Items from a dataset
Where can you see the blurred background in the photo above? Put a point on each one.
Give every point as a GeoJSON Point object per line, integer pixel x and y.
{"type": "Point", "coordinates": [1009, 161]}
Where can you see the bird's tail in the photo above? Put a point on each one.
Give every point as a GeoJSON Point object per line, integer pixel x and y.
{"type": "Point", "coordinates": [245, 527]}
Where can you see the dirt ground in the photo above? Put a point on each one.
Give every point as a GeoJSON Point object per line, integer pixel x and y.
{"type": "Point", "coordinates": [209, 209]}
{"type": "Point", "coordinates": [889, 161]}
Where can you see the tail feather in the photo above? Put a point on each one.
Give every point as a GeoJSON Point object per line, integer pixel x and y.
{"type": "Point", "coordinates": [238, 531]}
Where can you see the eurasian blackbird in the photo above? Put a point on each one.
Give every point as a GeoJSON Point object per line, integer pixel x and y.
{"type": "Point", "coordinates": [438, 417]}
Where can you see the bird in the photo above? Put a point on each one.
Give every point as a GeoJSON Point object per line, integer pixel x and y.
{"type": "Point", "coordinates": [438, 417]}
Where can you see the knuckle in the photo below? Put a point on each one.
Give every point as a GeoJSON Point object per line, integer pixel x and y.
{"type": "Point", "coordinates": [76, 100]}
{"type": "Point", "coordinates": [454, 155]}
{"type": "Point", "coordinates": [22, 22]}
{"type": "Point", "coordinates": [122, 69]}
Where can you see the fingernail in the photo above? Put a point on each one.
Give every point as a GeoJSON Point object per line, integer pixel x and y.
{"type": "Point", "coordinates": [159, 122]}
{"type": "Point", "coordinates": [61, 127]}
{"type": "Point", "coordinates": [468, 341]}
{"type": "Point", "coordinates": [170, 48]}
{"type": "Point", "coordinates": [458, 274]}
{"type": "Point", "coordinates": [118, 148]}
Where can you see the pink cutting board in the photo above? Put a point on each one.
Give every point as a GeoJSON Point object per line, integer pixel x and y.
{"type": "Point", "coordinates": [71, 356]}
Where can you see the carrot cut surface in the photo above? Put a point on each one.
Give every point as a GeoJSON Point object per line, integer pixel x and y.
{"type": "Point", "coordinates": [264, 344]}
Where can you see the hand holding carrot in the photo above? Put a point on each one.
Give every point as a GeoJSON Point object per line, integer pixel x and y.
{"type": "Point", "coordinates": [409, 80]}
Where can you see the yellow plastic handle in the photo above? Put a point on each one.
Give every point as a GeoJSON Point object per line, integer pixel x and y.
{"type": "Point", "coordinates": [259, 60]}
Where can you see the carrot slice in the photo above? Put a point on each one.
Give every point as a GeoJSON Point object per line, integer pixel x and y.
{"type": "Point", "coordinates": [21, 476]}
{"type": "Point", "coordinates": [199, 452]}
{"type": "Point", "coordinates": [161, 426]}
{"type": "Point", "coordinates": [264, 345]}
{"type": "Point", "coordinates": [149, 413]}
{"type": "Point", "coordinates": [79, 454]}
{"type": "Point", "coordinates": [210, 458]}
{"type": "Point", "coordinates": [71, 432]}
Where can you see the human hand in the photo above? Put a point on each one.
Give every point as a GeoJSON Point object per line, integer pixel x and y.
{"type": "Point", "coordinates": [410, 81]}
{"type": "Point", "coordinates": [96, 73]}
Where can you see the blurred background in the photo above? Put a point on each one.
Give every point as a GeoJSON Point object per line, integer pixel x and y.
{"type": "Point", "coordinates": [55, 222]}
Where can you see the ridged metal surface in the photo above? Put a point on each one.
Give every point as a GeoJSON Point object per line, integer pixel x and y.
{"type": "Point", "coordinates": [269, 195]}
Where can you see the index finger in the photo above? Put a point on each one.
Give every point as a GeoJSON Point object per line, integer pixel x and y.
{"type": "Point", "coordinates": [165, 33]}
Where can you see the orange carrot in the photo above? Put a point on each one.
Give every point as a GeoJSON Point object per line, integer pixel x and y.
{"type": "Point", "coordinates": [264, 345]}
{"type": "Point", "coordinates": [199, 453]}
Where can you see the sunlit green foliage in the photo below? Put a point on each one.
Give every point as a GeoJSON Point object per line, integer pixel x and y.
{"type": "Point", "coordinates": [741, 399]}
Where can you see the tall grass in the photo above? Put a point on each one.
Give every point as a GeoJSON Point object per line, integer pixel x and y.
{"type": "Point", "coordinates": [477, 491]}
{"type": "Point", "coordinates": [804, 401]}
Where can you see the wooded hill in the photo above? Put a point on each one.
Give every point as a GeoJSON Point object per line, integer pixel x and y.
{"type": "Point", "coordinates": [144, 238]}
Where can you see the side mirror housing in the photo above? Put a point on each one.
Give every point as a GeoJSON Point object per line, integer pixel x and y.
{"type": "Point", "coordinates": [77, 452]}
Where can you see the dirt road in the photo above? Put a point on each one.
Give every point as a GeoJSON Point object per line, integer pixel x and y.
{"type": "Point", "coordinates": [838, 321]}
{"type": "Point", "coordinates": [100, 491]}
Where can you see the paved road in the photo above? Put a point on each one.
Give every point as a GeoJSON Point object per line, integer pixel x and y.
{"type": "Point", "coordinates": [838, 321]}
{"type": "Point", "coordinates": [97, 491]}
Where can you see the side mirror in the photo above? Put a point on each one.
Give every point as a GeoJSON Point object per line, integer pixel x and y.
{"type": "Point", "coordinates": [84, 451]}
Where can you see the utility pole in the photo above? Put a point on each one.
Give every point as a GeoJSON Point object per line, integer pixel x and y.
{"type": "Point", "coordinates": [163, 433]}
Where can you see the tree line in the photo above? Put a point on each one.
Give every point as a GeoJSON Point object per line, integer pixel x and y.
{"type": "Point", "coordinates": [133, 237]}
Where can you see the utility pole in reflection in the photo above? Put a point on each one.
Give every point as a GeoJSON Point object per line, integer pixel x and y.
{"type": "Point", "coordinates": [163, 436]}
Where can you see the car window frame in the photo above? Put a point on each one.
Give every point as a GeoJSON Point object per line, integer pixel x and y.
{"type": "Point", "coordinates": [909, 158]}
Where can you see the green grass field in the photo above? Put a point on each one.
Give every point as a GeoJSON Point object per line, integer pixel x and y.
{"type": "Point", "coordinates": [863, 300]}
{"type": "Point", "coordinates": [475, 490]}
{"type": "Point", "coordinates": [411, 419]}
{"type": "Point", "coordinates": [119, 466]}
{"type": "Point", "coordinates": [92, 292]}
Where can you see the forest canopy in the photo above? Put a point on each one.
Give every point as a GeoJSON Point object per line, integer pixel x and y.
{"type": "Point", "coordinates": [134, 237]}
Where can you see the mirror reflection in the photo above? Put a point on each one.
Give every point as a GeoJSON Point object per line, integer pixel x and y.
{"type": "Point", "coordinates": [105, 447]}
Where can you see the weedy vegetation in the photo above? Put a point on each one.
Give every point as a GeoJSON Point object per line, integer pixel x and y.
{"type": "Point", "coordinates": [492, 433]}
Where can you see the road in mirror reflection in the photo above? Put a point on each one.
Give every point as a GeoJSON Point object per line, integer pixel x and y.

→ **Aim of the task**
Rewrite everything from the line containing "Where can you see the forest" down to the end of the records, keeping every line, and add 65 to each x and y coordinate in the answers.

→ **Final result**
Where can you see the forest canopy in the photo above? Put a point on each one.
Give every point as a GeoJSON Point object per line, integer pixel x and y.
{"type": "Point", "coordinates": [199, 302]}
Where can you see the mirror reflection in the photo above? Put a point on each one.
Give every point as a GeoJSON Point object per line, integer pixel x and y.
{"type": "Point", "coordinates": [170, 512]}
Where can you see the weedy vegetation in the photo above? Put a point on each one.
Give every point as a GeoJSON Point object per line, integer pixel x and y.
{"type": "Point", "coordinates": [557, 498]}
Where can you see the road in mirror reflection in the photo above? Put a point on each one.
Give every point as a GeoJSON Point object per line, integer pixel x and y.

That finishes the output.